**Selected text:**
[Start of Attachment]
WASHINGTON (WEDNESDAY, June 8, 2022) — Senators Patrick Leahy (D-VT) and John Cornyn (R-TX) led a bipartisan letter Wednesday asking the U.S. Patent and Trademark Office to address an issue that is a significant cause of soaring drug prices. Senators Richard Blumenthal (D-CT), Susan Collins (R-ME), Amy Klobuchar (D-MN), and Mike Braun (R-IN) also joined the letter.
The senators explained that drug companies and other large companies sometimes artificially extend the period in which they can charge high prices by filing many patents on nearly the same invention, creating a so-called patent thicket of dozens of patents on a single drug. Those thickets make any challenge to the patents, or to the drug companies’ pricing of the covered drug, nearly impossible. Because of the exorbitant cost of taking on each of the patents in these patent thickets, generic manufacturers are impeded from entering the market, hurting competition and raising prices for American consumers. The secondary patents, which are similar to the originals, often receive less scrutiny from the Patent Office but have an outsized effect on everyday Americans who struggle to afford expensive medication.
Leahy believes the Patent Office has the ability to address this abusive practice, and he is asking the agency to take action to rein in this misuse of the patent system. The letter requests that the Patent Office look into specific ideas for curbing the abuse and “take regulatory steps to improve patent quality and eliminate large collections of patents on a single invention.” The Patent Act clearly states an inventor may obtain a single patent for a single invention, not dozens. The senators believe the Patent Office can and should stop these large companies from undermining the patent system, obstructing appropriate competition, stifling innovation, and hurting Americans, who end up paying for all of this at the pharmacy.
[End of Attachment]
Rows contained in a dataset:
[Start of Attachment]
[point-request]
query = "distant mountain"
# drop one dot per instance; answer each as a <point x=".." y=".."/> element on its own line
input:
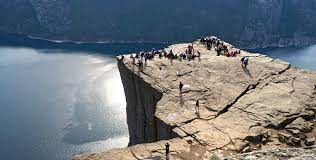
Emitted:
<point x="246" y="23"/>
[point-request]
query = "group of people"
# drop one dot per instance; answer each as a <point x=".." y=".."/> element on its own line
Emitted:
<point x="141" y="58"/>
<point x="219" y="46"/>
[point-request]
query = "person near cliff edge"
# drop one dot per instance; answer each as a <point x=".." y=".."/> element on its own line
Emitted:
<point x="197" y="108"/>
<point x="180" y="87"/>
<point x="122" y="58"/>
<point x="167" y="151"/>
<point x="245" y="62"/>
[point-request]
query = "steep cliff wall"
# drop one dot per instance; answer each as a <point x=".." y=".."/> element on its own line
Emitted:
<point x="142" y="100"/>
<point x="268" y="104"/>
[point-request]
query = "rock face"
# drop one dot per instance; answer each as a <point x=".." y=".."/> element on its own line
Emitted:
<point x="246" y="23"/>
<point x="241" y="109"/>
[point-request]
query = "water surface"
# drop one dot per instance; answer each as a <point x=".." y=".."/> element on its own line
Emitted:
<point x="60" y="99"/>
<point x="303" y="57"/>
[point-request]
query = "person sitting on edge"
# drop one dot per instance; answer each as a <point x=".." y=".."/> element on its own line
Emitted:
<point x="246" y="61"/>
<point x="180" y="87"/>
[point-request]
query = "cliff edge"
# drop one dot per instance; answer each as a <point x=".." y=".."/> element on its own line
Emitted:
<point x="267" y="105"/>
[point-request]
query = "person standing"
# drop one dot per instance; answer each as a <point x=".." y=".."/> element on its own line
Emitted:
<point x="167" y="151"/>
<point x="197" y="108"/>
<point x="180" y="87"/>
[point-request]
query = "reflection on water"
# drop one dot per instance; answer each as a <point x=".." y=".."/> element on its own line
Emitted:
<point x="56" y="105"/>
<point x="301" y="57"/>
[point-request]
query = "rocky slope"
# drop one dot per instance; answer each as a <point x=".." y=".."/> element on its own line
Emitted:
<point x="268" y="105"/>
<point x="246" y="23"/>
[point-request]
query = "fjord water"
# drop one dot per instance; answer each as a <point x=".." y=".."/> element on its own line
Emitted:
<point x="60" y="99"/>
<point x="303" y="57"/>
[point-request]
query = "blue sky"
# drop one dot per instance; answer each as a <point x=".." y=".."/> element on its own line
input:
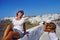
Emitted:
<point x="30" y="7"/>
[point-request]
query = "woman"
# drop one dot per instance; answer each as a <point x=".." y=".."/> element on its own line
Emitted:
<point x="19" y="29"/>
<point x="19" y="23"/>
<point x="9" y="33"/>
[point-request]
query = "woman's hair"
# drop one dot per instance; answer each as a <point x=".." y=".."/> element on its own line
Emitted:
<point x="21" y="11"/>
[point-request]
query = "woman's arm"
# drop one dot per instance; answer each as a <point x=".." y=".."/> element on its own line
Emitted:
<point x="46" y="29"/>
<point x="8" y="28"/>
<point x="24" y="28"/>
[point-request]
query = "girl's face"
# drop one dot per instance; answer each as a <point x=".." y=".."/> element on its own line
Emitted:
<point x="19" y="14"/>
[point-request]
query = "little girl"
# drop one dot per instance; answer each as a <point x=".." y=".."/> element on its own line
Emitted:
<point x="51" y="29"/>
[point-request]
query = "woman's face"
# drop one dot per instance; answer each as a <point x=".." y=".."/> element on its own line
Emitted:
<point x="19" y="14"/>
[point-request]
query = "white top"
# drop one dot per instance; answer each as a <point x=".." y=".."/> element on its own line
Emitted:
<point x="52" y="36"/>
<point x="18" y="24"/>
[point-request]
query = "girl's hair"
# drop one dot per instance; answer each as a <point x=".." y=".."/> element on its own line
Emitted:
<point x="21" y="12"/>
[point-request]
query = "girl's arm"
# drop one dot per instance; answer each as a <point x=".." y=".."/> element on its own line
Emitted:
<point x="24" y="28"/>
<point x="8" y="28"/>
<point x="46" y="29"/>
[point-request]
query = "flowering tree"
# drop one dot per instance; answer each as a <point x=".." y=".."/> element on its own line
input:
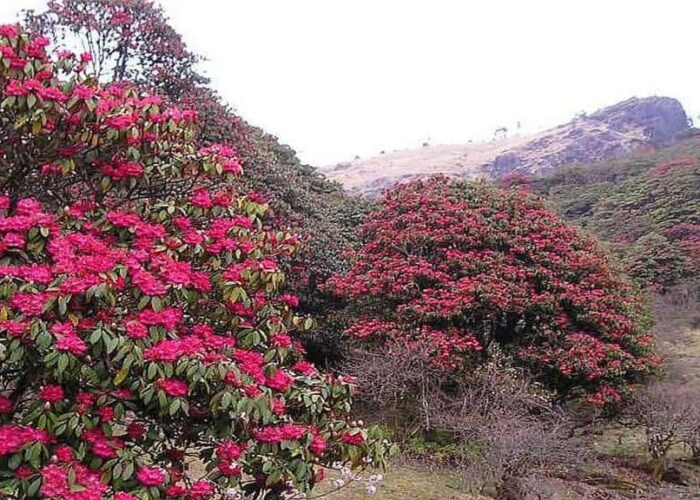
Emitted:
<point x="450" y="267"/>
<point x="133" y="39"/>
<point x="145" y="350"/>
<point x="126" y="40"/>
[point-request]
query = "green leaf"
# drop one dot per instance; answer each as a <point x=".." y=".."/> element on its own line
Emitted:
<point x="121" y="375"/>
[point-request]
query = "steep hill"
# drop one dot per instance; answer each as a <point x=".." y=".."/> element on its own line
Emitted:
<point x="612" y="132"/>
<point x="646" y="206"/>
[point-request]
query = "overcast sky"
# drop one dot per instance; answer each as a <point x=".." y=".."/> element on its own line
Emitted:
<point x="339" y="78"/>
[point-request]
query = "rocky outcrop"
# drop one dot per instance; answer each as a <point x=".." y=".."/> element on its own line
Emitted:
<point x="611" y="132"/>
<point x="661" y="119"/>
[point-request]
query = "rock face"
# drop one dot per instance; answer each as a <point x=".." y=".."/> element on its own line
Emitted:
<point x="611" y="132"/>
<point x="660" y="118"/>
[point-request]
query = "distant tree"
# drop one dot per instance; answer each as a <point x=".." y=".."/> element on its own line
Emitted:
<point x="448" y="268"/>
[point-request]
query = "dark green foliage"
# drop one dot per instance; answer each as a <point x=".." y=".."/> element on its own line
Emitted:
<point x="646" y="206"/>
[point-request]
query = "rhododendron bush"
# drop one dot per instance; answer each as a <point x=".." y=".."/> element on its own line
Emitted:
<point x="450" y="267"/>
<point x="133" y="39"/>
<point x="145" y="349"/>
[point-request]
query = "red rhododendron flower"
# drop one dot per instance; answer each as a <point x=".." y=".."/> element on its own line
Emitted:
<point x="172" y="387"/>
<point x="151" y="476"/>
<point x="51" y="393"/>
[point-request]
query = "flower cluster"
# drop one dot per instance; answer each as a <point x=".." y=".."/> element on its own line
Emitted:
<point x="450" y="267"/>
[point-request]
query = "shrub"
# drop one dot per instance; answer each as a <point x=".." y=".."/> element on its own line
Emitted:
<point x="143" y="337"/>
<point x="451" y="267"/>
<point x="493" y="424"/>
<point x="133" y="40"/>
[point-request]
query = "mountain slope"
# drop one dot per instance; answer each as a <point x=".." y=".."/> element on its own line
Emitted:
<point x="647" y="206"/>
<point x="612" y="132"/>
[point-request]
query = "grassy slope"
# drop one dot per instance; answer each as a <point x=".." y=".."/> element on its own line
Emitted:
<point x="401" y="482"/>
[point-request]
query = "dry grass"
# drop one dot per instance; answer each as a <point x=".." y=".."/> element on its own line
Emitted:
<point x="401" y="482"/>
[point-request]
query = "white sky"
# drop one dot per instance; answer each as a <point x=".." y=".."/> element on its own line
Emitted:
<point x="339" y="78"/>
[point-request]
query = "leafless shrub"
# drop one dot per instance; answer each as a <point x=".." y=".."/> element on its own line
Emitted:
<point x="509" y="424"/>
<point x="669" y="414"/>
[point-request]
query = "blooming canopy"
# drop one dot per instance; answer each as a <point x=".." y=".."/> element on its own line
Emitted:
<point x="142" y="333"/>
<point x="450" y="267"/>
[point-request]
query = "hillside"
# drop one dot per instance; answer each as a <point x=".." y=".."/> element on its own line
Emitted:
<point x="612" y="132"/>
<point x="646" y="206"/>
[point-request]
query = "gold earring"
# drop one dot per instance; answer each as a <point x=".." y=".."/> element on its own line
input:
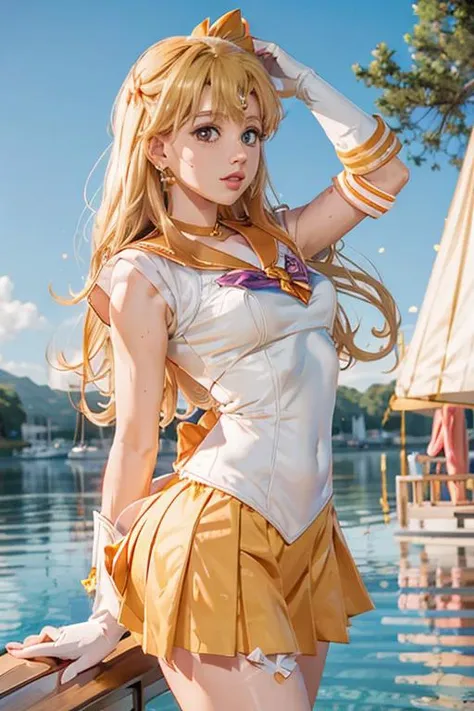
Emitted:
<point x="167" y="178"/>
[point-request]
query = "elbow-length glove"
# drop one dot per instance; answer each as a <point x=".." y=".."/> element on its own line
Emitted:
<point x="362" y="142"/>
<point x="87" y="643"/>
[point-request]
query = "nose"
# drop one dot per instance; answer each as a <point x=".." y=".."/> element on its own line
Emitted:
<point x="239" y="156"/>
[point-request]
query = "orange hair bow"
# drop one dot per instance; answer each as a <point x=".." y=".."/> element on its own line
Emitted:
<point x="231" y="27"/>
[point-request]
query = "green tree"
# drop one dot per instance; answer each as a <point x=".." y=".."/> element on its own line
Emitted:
<point x="433" y="100"/>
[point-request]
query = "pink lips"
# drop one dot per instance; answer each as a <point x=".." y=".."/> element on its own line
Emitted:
<point x="234" y="180"/>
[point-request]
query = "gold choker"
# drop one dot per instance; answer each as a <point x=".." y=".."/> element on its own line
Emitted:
<point x="218" y="231"/>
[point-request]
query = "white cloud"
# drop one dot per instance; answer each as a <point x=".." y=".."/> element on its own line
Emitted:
<point x="17" y="316"/>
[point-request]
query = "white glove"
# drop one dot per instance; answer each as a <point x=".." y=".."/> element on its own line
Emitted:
<point x="345" y="125"/>
<point x="87" y="643"/>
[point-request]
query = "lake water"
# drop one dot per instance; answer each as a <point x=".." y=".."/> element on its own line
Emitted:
<point x="414" y="651"/>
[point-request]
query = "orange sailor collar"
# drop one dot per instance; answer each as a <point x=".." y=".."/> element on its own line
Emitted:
<point x="292" y="279"/>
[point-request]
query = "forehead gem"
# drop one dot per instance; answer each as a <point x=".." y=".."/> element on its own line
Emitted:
<point x="243" y="100"/>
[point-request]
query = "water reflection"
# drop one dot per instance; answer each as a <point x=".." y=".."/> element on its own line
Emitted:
<point x="415" y="650"/>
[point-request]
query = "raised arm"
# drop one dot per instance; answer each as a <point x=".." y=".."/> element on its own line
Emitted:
<point x="372" y="175"/>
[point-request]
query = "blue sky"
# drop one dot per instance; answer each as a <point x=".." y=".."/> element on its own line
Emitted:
<point x="63" y="64"/>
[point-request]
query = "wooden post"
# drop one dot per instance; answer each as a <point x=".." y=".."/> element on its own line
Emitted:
<point x="402" y="501"/>
<point x="403" y="431"/>
<point x="384" y="498"/>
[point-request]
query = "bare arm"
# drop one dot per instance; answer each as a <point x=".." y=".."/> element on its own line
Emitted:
<point x="139" y="338"/>
<point x="328" y="217"/>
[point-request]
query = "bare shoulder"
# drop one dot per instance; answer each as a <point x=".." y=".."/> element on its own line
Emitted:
<point x="133" y="298"/>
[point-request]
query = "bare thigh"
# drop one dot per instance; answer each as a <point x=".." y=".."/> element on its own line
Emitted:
<point x="312" y="668"/>
<point x="210" y="682"/>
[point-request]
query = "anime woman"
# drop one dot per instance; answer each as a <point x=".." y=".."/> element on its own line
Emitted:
<point x="232" y="570"/>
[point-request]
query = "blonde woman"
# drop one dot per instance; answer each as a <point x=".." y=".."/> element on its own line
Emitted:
<point x="232" y="570"/>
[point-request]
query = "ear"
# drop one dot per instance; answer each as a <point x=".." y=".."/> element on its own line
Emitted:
<point x="156" y="151"/>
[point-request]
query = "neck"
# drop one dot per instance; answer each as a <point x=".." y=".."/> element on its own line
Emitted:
<point x="188" y="206"/>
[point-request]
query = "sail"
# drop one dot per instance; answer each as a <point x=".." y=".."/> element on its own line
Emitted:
<point x="439" y="365"/>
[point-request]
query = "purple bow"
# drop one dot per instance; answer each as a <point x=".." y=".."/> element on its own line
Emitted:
<point x="294" y="267"/>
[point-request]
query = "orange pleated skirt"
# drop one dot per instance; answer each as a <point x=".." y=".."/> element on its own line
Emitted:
<point x="203" y="571"/>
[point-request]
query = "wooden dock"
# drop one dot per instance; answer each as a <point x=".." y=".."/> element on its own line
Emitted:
<point x="125" y="681"/>
<point x="421" y="511"/>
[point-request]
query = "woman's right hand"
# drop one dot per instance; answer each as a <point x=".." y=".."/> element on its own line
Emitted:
<point x="86" y="643"/>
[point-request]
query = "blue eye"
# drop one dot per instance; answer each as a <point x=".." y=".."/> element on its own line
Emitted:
<point x="204" y="133"/>
<point x="250" y="136"/>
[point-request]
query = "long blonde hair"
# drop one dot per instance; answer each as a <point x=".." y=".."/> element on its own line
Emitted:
<point x="161" y="92"/>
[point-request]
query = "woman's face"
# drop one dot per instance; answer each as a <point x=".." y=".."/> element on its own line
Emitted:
<point x="207" y="150"/>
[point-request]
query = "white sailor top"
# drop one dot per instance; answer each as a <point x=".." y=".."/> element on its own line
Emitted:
<point x="270" y="363"/>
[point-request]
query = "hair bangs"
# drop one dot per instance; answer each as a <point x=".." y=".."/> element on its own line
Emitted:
<point x="231" y="73"/>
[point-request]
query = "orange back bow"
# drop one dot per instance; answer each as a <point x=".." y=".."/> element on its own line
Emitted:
<point x="231" y="27"/>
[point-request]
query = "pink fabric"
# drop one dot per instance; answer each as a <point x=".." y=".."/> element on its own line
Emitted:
<point x="449" y="433"/>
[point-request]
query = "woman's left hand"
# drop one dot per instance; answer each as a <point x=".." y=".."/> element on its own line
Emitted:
<point x="284" y="69"/>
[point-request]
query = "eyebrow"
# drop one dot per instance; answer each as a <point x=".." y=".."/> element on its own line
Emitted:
<point x="216" y="115"/>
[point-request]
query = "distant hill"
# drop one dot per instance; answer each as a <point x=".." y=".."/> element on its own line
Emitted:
<point x="41" y="400"/>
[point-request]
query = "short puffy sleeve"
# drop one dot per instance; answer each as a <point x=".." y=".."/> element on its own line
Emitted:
<point x="178" y="285"/>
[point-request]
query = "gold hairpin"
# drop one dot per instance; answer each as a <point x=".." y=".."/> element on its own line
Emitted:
<point x="231" y="27"/>
<point x="134" y="91"/>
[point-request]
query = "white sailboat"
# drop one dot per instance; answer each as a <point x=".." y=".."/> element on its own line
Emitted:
<point x="44" y="449"/>
<point x="438" y="367"/>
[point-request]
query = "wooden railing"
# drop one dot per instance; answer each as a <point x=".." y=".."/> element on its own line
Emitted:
<point x="125" y="681"/>
<point x="425" y="491"/>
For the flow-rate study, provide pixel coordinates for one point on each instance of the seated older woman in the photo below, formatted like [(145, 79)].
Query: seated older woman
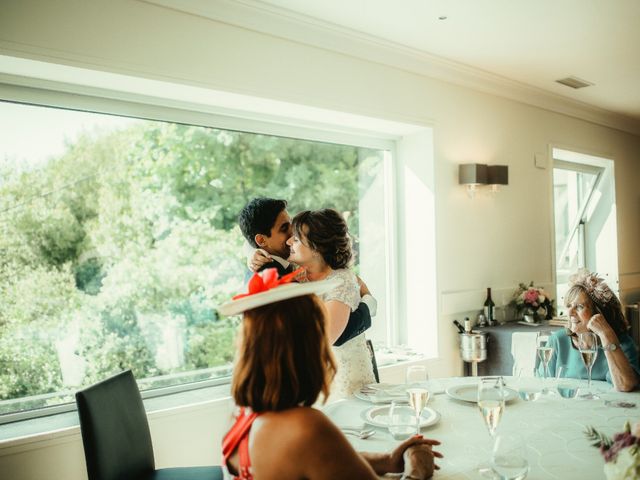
[End of Attachment]
**To do:** Edit the press release from "The senators explained" up to and including "afford expensive medication.", putting "excessive" in place of "exorbitant". Work from the press release alone.

**Written answer:**
The senators explained that drug companies and other large companies sometimes artificially extend the period in which they can charge high prices by filing many patents on nearly the same invention, creating a so-called patent thicket of dozens of patents on a single drug. Those thickets make any challenge to the patents, or to the drug companies’ pricing of the covered drug, nearly impossible. Because of the excessive cost of taking on each of the patents in these patent thickets, generic manufacturers are impeded from entering the market, hurting competition and raising prices for American consumers. The secondary patents, which are similar to the originals, often receive less scrutiny from the Patent Office but have an outsized effect on everyday Americans who struggle to afford expensive medication.